Instructions for the task: Reproduce every one of the entries below without changing a single character.

########

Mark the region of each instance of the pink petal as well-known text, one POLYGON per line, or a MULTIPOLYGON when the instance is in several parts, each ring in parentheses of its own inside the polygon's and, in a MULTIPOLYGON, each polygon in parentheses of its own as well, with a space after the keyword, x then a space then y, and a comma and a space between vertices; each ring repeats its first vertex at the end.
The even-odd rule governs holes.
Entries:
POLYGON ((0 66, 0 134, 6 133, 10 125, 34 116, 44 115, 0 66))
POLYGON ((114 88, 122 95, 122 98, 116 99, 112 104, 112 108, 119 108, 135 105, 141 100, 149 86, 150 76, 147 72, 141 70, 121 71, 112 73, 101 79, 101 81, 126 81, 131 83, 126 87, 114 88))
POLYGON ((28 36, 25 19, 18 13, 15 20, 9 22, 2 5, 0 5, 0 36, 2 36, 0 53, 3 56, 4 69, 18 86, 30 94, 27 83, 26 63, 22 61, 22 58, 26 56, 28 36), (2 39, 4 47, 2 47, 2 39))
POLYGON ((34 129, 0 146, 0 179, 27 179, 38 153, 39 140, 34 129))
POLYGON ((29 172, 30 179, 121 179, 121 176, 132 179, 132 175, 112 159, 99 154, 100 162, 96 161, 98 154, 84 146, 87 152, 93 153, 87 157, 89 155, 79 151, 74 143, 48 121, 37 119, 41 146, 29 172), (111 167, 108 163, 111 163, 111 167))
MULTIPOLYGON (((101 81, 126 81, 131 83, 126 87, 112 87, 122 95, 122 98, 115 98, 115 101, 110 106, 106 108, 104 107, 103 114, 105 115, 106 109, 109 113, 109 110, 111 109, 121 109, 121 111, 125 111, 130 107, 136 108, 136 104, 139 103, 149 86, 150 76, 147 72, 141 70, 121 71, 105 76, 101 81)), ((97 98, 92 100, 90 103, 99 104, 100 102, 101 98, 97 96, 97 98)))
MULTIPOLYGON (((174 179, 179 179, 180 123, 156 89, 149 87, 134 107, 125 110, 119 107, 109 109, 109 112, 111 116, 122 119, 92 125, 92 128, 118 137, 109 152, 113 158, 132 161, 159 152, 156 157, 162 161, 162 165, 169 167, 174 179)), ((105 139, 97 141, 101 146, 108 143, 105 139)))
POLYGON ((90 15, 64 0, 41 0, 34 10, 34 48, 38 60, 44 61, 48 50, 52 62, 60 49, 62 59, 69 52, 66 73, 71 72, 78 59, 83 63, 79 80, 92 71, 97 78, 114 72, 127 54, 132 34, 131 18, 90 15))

########

Exercise output:
Mark the region of each instance of the pink petal as well-known text, one POLYGON per line, or a MULTIPOLYGON when the instance is in several parts, each ring in parentheses of its own inside the polygon's and, in a MULTIPOLYGON, each polygon in parentheses of its own as well, with a space after the keyword, x then a space then y, and a comma and a space between vertices; each ring repeats its first vertex at the end.
The even-odd rule governs holes.
Entries:
POLYGON ((0 66, 0 134, 6 133, 10 125, 34 116, 44 115, 0 66))
POLYGON ((114 88, 122 95, 122 98, 116 99, 112 104, 112 108, 119 108, 135 105, 141 100, 149 86, 150 76, 147 72, 141 70, 121 71, 112 73, 101 79, 101 81, 126 81, 131 83, 126 87, 114 88))
POLYGON ((28 36, 25 19, 18 13, 15 20, 9 22, 2 5, 0 5, 0 36, 2 36, 0 53, 3 56, 4 69, 18 86, 30 94, 27 83, 26 63, 22 61, 22 58, 26 56, 28 36), (2 39, 4 47, 2 47, 2 39))
POLYGON ((34 129, 0 146, 0 179, 27 179, 38 153, 39 140, 34 129))
POLYGON ((29 172, 30 179, 121 179, 121 176, 132 179, 132 175, 112 159, 99 154, 100 162, 96 161, 98 154, 84 146, 87 152, 93 153, 87 157, 89 155, 79 151, 74 143, 48 121, 37 119, 41 146, 29 172), (111 167, 108 163, 111 163, 111 167))
MULTIPOLYGON (((101 81, 126 81, 131 83, 126 87, 112 87, 122 95, 122 98, 115 98, 115 101, 110 106, 106 108, 104 107, 103 114, 105 115, 106 109, 109 113, 109 110, 111 109, 121 109, 121 111, 125 111, 130 107, 136 108, 136 104, 139 103, 149 86, 150 76, 147 72, 141 70, 121 71, 105 76, 101 81)), ((97 98, 92 100, 90 103, 99 104, 100 102, 101 98, 97 96, 97 98)))
MULTIPOLYGON (((174 179, 179 179, 180 123, 156 89, 149 87, 134 107, 125 110, 119 107, 109 109, 109 112, 111 116, 122 119, 92 125, 92 128, 118 137, 109 152, 113 158, 132 161, 159 152, 156 157, 162 161, 162 165, 169 167, 174 179)), ((105 139, 97 141, 101 146, 108 143, 105 139)))
POLYGON ((90 15, 64 0, 41 0, 34 10, 34 48, 38 60, 44 61, 48 50, 52 62, 60 49, 62 59, 69 52, 66 73, 71 72, 78 59, 83 63, 79 80, 92 71, 97 78, 114 72, 127 54, 132 34, 131 18, 90 15))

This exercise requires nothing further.